— SHORT PROBLEM —
Format the items from the start through the line containing "point(462, 766)", inclusive, as a two-column CSV with the columns item_text and item_answer. Give one row per item, with its text and its answer each in a single quoted field and any line breaks inside a field replaced by spaces.

— DATA FOR THIS EXERCISE —
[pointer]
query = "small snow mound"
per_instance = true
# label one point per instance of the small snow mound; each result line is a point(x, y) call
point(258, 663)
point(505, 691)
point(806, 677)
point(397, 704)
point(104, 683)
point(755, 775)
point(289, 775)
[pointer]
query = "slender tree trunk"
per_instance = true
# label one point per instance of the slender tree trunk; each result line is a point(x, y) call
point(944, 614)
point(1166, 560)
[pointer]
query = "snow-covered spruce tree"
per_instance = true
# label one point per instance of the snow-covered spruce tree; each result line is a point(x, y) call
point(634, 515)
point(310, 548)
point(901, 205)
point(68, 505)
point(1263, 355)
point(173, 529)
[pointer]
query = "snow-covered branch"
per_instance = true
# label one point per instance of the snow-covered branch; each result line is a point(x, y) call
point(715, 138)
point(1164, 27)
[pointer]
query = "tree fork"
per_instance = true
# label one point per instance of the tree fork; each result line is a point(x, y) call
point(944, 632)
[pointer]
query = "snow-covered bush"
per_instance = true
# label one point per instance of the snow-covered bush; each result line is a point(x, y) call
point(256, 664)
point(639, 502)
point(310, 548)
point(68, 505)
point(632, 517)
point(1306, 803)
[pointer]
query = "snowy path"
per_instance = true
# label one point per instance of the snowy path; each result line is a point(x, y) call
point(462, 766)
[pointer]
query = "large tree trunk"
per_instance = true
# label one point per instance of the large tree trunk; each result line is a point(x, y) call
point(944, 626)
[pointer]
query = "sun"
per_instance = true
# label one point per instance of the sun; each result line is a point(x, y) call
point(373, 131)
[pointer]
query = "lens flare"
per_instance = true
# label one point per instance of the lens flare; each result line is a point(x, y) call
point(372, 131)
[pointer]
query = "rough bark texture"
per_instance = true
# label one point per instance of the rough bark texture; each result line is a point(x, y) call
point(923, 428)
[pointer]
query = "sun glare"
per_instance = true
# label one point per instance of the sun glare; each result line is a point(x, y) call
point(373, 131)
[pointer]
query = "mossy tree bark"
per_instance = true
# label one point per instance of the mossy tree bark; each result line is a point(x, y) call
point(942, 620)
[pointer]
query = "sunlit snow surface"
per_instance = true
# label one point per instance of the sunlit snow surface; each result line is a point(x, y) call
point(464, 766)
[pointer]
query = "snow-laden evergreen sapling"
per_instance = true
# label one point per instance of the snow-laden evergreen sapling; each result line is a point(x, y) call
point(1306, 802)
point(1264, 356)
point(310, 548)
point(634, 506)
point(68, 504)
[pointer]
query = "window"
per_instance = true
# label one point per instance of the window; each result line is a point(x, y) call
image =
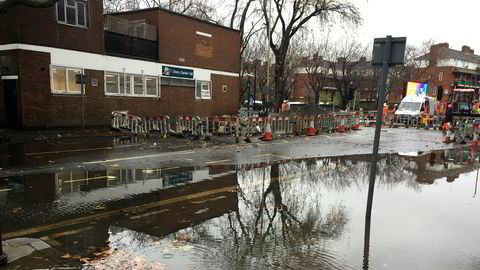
point(151, 84)
point(112, 83)
point(203, 90)
point(138, 87)
point(63, 80)
point(177, 82)
point(72, 12)
point(131, 85)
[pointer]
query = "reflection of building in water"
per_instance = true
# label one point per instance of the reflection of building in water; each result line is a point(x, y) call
point(76, 181)
point(450, 164)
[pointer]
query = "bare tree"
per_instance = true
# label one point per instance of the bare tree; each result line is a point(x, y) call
point(289, 17)
point(349, 68)
point(5, 5)
point(316, 68)
point(412, 69)
point(195, 8)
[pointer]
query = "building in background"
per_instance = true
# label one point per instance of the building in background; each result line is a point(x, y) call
point(444, 69)
point(315, 82)
point(149, 62)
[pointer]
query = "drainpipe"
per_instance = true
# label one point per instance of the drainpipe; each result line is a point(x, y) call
point(3, 257)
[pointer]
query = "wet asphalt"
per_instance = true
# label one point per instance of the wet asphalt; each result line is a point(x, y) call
point(296, 203)
point(107, 152)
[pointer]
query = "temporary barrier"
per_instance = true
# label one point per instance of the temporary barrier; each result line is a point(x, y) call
point(340, 119)
point(126, 121)
point(189, 124)
point(356, 119)
point(281, 124)
point(311, 130)
point(268, 135)
point(216, 125)
point(157, 123)
point(255, 125)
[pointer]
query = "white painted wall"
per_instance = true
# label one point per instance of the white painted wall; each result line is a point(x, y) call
point(71, 58)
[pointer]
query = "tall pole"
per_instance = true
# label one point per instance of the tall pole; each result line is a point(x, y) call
point(376, 144)
point(255, 87)
point(83, 107)
point(267, 46)
point(3, 257)
point(378, 127)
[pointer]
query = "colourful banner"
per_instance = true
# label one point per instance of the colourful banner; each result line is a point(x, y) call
point(417, 89)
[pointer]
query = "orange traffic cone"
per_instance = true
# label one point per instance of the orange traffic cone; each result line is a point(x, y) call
point(357, 122)
point(449, 135)
point(268, 136)
point(311, 131)
point(475, 140)
point(341, 127)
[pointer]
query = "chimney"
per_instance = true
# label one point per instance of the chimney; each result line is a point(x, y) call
point(467, 49)
point(439, 45)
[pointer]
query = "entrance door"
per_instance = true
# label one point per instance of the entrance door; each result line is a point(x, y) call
point(11, 107)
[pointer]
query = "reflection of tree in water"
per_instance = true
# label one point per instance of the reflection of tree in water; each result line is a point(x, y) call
point(278, 223)
point(281, 219)
point(340, 173)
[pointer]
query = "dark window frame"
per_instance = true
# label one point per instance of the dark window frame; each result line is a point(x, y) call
point(66, 6)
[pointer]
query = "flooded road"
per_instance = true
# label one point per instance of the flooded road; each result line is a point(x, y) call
point(296, 214)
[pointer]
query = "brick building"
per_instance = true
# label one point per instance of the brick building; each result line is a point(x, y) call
point(444, 68)
point(361, 74)
point(150, 62)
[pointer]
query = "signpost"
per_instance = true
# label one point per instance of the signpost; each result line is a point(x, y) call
point(387, 52)
point(3, 257)
point(168, 71)
point(82, 80)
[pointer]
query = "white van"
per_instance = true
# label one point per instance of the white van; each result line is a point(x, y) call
point(411, 107)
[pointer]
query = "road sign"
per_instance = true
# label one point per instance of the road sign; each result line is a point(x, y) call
point(397, 51)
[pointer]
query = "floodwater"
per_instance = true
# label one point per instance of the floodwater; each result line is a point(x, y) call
point(297, 214)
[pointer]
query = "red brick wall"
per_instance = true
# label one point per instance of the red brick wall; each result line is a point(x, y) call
point(300, 89)
point(39, 26)
point(178, 39)
point(8, 27)
point(40, 107)
point(225, 102)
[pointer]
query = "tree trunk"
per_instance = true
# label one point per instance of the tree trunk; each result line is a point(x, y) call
point(317, 97)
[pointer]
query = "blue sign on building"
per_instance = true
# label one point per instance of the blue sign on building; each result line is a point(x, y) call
point(177, 72)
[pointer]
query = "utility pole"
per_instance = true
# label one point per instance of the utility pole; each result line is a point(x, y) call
point(255, 87)
point(267, 46)
point(386, 52)
point(3, 257)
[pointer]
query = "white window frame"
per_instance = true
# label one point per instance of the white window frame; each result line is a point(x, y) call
point(130, 92)
point(156, 85)
point(203, 83)
point(65, 92)
point(119, 77)
point(132, 85)
point(85, 12)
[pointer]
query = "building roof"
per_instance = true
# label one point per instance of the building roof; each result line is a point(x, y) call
point(447, 53)
point(466, 71)
point(172, 12)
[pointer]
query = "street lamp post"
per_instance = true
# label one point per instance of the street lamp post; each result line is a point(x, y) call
point(3, 257)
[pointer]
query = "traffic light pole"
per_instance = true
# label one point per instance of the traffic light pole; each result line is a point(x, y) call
point(3, 257)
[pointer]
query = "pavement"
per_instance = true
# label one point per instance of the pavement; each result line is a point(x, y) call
point(32, 253)
point(101, 153)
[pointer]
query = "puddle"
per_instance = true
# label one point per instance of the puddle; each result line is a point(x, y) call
point(300, 214)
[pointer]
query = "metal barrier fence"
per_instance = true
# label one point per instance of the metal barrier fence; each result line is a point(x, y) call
point(248, 126)
point(124, 120)
point(221, 125)
point(159, 124)
point(189, 124)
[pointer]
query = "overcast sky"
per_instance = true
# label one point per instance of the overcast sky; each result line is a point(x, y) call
point(455, 22)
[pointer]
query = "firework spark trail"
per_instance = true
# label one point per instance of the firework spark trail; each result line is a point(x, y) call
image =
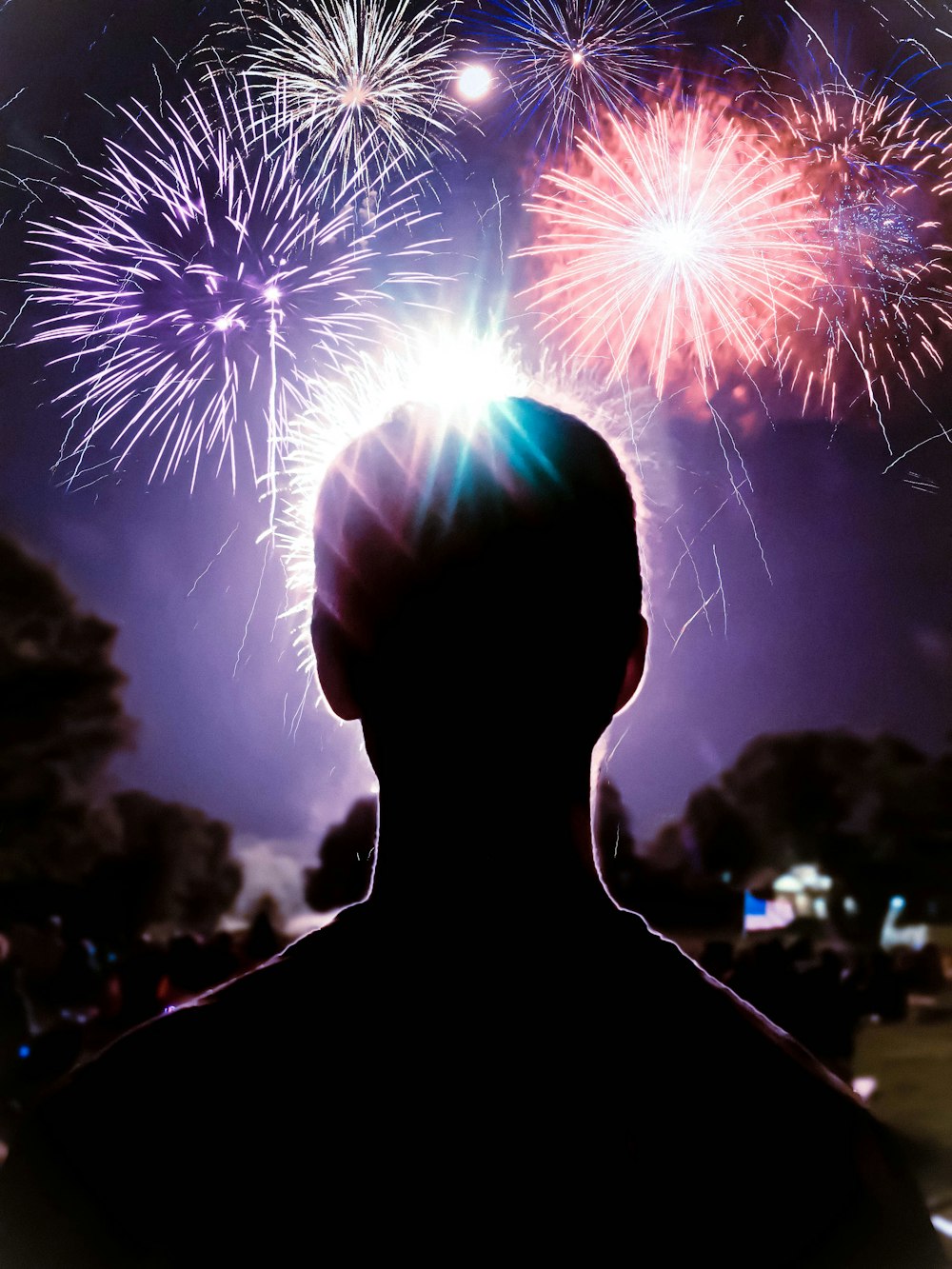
point(188, 277)
point(365, 81)
point(879, 167)
point(570, 61)
point(216, 556)
point(678, 240)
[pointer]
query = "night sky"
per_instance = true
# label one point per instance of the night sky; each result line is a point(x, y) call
point(837, 576)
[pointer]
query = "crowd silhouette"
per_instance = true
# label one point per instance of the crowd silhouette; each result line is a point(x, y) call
point(434, 1077)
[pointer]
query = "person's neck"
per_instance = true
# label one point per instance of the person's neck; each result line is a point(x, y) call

— EXPECTED ANSWER —
item_text,item_answer
"[pointer] query = ""small snow mound"" per_instance = true # label one point per instance of the small snow mound; each result line is a point(x, y) call","point(258, 663) point(505, 691) point(806, 677) point(397, 704) point(104, 683) point(755, 775) point(289, 775)"
"[pointer] query = ""slender tree trunk"" per_instance = true # label one point per instance of the slender tree trunk; each result line is a point(x, y) call","point(944, 614) point(1166, 560)"
"[pointer] query = ""snow-covered spruce tree"" per_instance = true # label one point per instance of the snow-covered spruce tree; each result line is a point(x, y) call","point(634, 515) point(310, 548) point(901, 205) point(68, 505) point(1263, 355) point(173, 529)"
"[pointer] query = ""snow-covered branch"" per_instance = true # label one point per instance of the snow-covered branch; each result line is a point(x, y) call","point(715, 138) point(1164, 27)"
"[pointer] query = ""tree fork"" per_instance = true # label one point per instance of the tree fork; each result line is a point(x, y) call","point(944, 632)"
"[pointer] query = ""snow-covered bush"" per_instance = true # label one point per instance of the snow-covered bush; each result line is a point(x, y) call","point(256, 664) point(639, 502) point(310, 548) point(68, 505) point(632, 517) point(1306, 803)"
"[pointer] query = ""snowy path"" per_instance = true # label one point per instance of the snowy path; each result line is a point(x, y) call","point(462, 766)"